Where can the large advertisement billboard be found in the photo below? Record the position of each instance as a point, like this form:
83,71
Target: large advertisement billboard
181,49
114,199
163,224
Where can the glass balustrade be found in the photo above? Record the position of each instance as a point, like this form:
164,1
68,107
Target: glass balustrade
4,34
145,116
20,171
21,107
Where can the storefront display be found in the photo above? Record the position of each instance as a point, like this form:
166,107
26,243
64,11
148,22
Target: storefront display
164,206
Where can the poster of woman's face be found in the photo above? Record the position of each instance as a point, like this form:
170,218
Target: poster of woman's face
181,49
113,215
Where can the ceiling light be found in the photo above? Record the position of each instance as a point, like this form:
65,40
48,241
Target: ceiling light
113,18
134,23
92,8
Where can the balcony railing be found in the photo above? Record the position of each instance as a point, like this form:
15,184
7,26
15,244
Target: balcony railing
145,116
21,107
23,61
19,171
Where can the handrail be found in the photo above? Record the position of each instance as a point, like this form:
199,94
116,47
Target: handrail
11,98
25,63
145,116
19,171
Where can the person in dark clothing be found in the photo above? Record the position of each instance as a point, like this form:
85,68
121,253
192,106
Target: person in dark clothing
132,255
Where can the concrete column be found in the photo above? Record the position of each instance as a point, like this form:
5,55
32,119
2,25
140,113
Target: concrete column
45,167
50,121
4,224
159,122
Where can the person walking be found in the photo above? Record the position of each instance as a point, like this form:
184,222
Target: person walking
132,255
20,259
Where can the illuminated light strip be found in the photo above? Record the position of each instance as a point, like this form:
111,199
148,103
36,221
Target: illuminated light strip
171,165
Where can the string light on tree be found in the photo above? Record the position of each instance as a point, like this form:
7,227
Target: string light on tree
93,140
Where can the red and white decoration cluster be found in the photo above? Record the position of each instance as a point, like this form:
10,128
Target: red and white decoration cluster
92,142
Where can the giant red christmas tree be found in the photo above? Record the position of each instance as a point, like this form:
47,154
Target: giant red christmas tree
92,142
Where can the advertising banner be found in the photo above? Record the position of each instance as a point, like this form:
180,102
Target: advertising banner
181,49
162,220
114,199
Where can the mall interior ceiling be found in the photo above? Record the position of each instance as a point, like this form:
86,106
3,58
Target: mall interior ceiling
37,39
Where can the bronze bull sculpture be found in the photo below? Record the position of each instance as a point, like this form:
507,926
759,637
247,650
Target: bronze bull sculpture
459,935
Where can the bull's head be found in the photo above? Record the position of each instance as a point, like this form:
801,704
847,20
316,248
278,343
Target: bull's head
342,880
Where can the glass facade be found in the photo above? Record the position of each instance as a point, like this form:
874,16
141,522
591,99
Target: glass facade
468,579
___
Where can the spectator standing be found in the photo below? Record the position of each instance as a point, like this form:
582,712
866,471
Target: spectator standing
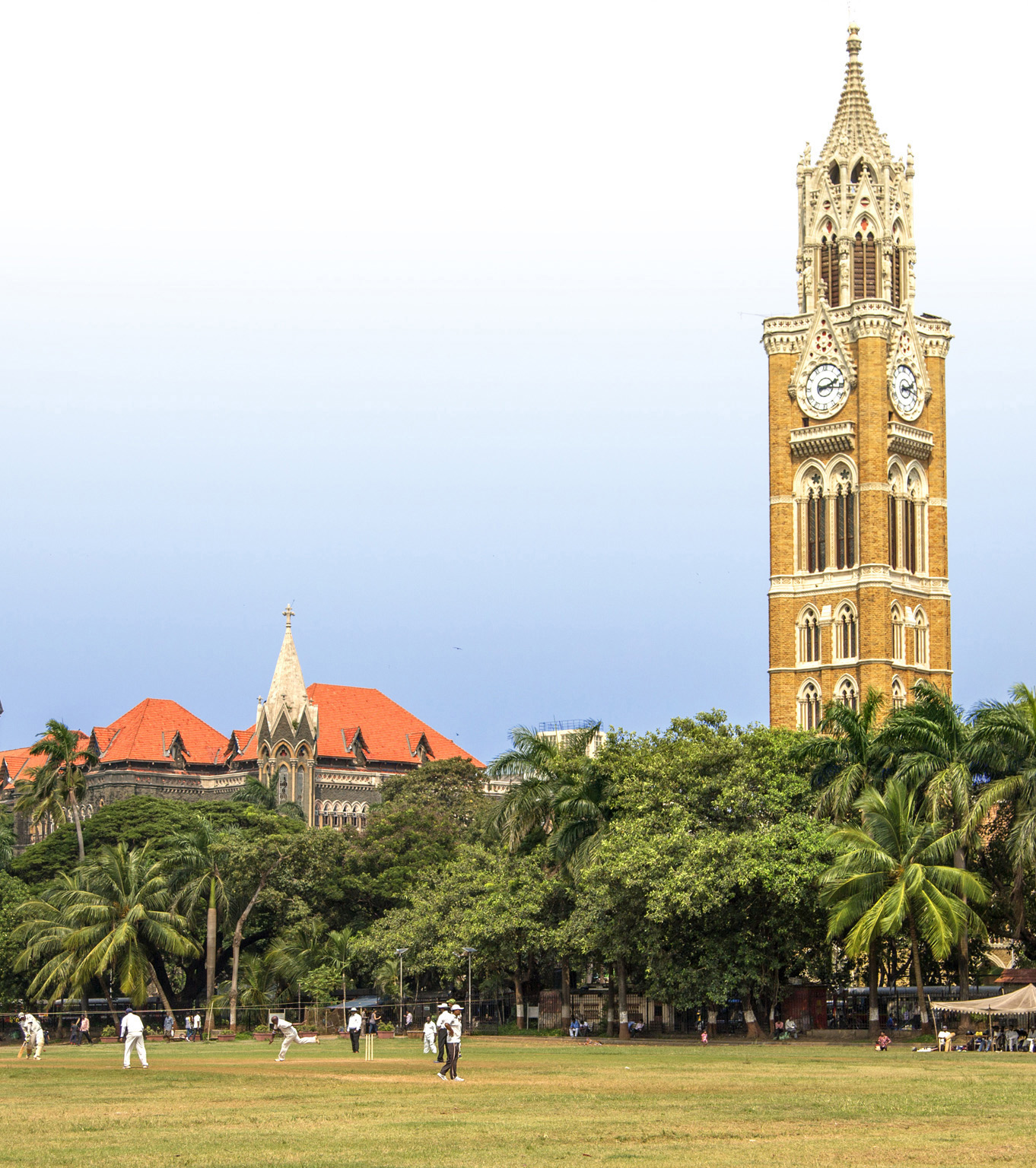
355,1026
___
Locate each line of the material above that contains the word "balcony" with matching case, and copy those lines.

#### [Solution to this exercise]
Where can the balcony railing be found in the photo above? Record the position of each instance as a point, like this form:
Target: balcony railing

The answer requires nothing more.